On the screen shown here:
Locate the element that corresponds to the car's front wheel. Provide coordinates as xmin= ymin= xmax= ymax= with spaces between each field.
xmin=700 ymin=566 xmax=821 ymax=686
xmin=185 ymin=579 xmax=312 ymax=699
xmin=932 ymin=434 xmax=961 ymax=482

----

All of the material above needs to be copied exactly.

On the screen shown here:
Locate the element that corresponds to the car's front wheel. Provide coordinates as xmin= ymin= xmax= ymax= with spaces between each field.
xmin=700 ymin=566 xmax=821 ymax=686
xmin=185 ymin=579 xmax=312 ymax=699
xmin=932 ymin=434 xmax=961 ymax=482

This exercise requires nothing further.